# What the task requires
Return the run of lines below that opens with the line containing "Target: puppy's ear" and closes with the line containing "of the white-winged", keeping each one exact.

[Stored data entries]
BEGIN
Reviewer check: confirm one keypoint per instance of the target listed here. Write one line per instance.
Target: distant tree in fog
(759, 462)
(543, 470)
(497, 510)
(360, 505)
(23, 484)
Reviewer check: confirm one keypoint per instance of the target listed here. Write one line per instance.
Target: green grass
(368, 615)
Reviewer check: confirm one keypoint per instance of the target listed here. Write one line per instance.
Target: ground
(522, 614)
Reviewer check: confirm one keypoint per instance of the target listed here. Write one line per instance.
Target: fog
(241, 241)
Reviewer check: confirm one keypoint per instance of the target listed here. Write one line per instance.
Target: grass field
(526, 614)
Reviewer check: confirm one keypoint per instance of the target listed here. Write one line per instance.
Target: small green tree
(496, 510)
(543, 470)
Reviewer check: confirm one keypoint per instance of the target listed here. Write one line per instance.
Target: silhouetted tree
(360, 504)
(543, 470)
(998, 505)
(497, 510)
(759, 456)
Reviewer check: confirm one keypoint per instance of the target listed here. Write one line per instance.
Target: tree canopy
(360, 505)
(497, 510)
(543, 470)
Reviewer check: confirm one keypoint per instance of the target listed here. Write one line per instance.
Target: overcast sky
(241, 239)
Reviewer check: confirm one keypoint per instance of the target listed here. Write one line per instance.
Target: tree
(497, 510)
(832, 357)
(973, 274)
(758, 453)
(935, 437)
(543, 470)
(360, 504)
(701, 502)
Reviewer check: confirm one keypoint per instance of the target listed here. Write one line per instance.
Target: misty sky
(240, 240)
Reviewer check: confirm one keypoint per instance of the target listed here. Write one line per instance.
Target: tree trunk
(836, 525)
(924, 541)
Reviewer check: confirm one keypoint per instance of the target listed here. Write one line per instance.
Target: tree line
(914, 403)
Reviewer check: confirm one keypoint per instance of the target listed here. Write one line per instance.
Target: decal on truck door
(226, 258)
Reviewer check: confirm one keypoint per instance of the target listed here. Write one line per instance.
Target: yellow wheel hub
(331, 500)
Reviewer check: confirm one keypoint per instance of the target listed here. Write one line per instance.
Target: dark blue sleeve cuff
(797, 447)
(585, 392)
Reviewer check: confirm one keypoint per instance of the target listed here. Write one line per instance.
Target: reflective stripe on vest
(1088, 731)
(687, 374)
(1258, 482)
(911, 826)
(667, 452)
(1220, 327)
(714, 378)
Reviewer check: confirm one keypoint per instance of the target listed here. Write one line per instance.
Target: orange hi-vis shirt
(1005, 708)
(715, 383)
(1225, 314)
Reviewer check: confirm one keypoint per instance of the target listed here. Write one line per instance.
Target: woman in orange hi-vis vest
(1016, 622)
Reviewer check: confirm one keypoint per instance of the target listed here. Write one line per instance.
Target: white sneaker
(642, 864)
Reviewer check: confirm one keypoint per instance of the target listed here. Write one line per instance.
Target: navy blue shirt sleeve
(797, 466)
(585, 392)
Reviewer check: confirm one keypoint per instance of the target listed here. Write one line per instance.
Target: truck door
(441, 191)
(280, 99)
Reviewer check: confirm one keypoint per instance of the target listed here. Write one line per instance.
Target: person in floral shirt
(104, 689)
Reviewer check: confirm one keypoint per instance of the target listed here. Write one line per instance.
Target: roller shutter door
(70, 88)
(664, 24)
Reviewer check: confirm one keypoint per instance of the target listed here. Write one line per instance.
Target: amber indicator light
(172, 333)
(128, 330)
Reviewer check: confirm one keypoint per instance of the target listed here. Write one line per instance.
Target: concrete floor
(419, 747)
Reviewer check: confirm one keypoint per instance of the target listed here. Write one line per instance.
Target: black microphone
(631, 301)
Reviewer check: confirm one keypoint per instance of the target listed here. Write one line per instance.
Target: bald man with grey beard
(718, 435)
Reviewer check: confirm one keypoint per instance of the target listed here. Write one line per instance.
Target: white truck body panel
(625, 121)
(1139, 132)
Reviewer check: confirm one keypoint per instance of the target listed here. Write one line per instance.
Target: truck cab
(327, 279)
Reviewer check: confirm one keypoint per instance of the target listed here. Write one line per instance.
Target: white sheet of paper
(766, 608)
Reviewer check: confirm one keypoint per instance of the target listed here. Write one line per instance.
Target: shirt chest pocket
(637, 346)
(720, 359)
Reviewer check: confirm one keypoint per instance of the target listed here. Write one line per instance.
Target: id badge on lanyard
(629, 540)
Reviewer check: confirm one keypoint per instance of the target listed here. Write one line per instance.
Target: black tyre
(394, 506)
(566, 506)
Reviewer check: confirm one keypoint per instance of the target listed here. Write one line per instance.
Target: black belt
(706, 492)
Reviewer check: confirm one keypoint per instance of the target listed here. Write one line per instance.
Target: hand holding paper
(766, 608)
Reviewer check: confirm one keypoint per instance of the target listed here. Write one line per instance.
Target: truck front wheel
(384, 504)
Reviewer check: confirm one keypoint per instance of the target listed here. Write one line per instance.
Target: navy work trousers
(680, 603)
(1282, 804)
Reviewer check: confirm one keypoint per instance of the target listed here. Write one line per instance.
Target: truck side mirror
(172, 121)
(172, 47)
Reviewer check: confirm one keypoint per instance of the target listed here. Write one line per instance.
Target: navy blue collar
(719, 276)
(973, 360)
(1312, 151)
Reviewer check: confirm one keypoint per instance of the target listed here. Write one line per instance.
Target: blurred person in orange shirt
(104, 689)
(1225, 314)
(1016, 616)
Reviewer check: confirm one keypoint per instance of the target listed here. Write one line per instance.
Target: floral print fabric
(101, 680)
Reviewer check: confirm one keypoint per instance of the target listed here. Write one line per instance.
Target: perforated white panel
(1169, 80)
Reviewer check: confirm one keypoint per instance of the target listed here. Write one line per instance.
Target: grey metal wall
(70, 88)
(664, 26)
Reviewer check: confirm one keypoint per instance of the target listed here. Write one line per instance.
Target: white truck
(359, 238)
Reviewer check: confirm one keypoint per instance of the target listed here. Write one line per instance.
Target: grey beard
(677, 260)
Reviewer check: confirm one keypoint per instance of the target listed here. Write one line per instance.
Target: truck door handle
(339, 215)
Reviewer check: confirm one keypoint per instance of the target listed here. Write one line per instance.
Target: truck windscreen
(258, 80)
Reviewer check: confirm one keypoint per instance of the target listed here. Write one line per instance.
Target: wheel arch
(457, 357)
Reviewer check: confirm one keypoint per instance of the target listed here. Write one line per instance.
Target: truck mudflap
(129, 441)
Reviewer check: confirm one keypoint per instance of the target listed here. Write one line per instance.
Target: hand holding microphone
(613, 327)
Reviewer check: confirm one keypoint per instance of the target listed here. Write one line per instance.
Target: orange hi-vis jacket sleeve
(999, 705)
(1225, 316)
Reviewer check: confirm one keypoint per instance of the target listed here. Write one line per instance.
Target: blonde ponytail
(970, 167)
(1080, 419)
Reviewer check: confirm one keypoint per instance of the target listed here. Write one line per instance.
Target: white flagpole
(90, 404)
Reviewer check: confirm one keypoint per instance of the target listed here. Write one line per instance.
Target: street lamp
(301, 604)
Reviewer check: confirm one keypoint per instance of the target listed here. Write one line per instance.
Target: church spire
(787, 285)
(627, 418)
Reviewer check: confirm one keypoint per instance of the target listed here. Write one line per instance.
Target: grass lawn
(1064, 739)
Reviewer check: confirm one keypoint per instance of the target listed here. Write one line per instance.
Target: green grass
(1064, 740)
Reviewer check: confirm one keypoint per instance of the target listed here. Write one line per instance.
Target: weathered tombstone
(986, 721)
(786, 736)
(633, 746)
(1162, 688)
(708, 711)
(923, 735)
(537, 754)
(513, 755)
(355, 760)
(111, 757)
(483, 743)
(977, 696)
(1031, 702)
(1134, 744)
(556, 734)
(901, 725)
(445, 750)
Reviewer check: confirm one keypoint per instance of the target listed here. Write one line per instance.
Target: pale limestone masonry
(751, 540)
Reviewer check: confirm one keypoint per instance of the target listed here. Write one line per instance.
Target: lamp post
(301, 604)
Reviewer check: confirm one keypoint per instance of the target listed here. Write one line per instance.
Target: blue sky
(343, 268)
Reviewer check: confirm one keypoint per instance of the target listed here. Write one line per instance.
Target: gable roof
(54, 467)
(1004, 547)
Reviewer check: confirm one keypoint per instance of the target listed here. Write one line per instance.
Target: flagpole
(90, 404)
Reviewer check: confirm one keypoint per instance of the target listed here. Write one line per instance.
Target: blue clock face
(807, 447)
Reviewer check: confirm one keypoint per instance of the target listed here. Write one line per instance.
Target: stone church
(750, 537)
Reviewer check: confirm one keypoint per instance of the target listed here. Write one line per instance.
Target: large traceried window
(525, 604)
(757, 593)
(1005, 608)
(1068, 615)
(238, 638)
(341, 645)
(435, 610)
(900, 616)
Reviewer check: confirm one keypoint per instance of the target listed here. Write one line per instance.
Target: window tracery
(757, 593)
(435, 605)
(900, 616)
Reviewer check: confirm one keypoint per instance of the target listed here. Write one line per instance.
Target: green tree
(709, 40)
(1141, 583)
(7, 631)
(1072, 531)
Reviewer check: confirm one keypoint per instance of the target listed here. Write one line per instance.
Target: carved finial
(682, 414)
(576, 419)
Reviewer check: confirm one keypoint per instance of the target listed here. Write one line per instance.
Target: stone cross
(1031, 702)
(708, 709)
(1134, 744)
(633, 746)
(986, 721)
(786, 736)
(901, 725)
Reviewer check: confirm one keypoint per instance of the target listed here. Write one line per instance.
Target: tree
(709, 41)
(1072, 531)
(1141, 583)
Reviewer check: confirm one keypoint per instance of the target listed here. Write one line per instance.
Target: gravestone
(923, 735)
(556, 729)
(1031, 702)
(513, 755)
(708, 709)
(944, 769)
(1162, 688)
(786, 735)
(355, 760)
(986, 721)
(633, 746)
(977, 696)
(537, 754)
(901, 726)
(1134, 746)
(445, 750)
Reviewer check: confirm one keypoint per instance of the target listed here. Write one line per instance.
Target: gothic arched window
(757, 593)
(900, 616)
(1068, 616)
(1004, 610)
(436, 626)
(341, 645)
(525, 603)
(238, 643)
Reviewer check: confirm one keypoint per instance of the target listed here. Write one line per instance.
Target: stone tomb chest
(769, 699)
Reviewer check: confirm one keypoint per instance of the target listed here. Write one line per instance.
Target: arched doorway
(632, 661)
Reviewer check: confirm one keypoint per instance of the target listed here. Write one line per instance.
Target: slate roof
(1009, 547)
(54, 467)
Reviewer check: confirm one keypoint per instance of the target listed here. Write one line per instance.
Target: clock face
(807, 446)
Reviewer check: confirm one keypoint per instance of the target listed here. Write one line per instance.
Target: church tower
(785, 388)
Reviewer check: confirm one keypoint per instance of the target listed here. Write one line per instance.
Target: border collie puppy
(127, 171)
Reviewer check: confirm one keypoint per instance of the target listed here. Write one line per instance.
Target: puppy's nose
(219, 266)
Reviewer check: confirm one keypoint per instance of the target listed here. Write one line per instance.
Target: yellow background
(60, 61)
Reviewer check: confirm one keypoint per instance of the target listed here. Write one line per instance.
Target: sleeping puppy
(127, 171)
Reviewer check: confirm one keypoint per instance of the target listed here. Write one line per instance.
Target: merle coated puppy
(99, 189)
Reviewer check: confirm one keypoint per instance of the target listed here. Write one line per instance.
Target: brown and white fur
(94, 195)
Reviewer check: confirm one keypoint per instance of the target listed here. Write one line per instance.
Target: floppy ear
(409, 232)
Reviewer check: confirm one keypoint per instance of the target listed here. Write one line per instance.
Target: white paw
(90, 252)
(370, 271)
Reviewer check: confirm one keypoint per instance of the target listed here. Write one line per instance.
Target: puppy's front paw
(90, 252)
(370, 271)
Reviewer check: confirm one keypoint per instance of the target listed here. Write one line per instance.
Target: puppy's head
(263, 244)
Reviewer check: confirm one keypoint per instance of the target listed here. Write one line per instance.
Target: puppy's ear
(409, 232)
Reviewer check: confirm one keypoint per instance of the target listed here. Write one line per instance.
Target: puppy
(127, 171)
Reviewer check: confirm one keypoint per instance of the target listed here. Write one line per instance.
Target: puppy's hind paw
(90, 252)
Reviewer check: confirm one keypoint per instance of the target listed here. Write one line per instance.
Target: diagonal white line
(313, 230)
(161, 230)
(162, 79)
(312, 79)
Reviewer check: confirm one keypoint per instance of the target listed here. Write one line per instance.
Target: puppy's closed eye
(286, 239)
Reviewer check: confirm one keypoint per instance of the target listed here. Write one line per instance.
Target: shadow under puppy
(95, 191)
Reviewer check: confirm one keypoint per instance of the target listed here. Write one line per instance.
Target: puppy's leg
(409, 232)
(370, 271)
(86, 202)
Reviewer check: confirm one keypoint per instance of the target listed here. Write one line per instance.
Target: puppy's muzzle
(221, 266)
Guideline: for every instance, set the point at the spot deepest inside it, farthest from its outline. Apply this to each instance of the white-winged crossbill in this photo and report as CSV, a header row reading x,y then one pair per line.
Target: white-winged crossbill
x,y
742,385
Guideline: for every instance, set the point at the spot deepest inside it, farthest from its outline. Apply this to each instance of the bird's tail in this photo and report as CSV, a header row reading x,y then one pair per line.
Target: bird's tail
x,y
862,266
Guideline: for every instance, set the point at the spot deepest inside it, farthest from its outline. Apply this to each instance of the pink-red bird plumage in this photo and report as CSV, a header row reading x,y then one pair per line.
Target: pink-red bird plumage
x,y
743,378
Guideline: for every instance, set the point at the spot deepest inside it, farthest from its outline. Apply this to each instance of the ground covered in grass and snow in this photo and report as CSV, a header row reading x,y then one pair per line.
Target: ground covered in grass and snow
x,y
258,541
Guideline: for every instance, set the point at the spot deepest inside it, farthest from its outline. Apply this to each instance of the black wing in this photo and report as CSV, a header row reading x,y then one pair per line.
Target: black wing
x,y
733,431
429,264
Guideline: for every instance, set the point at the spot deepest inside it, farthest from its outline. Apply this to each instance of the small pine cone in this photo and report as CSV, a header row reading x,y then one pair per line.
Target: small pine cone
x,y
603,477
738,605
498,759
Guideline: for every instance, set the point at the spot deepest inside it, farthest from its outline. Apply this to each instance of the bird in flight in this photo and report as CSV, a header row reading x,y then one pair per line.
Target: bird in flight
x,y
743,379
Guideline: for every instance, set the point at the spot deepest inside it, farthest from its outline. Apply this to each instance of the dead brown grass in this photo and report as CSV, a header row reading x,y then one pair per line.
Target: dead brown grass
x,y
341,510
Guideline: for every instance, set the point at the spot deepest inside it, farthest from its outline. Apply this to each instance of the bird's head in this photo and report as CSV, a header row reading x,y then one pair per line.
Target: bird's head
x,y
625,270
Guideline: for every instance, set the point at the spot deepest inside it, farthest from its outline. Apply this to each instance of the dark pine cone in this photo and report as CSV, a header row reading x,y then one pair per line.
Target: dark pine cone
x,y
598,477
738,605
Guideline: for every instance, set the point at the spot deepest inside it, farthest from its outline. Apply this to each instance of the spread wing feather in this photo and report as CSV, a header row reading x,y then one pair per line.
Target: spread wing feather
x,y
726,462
END
# Result below
Target: puppy's ear
(409, 232)
Reviewer check: confirm one keypoint per instance of the target listed here. Write one line per instance.
Target: puppy
(127, 171)
Reviewer check: confirm one keypoint per instance of the target listed here. Write one line per instance.
Target: puppy's hind paw
(90, 252)
Reviewer check: confirm one keypoint per instance of the target listed here. Write one line per instance.
Target: diagonal white line
(313, 230)
(161, 230)
(162, 79)
(312, 79)
Reviewer check: confirm one keypoint per instance of the target listed here. Write one line per instance.
Target: puppy's closed eye
(286, 239)
Reviewer check: confirm one keypoint per instance of the target listed here. Write one line per instance.
Target: shadow under puppy
(95, 191)
Reviewer check: confirm one keypoint per instance of the target listed here. Write one line per instance.
Target: puppy's leg
(409, 232)
(370, 271)
(86, 202)
Reviewer check: confirm one keypoint per instance of the target listed here. Write one line per instance.
Target: puppy's muzzle
(221, 266)
Guideline: for every instance, set the point at the spot deepest inside it, farthest from its outline. Apply this to each instance of the white-winged crossbill in this photo and report as CSV, a header row reading x,y then one pair per line.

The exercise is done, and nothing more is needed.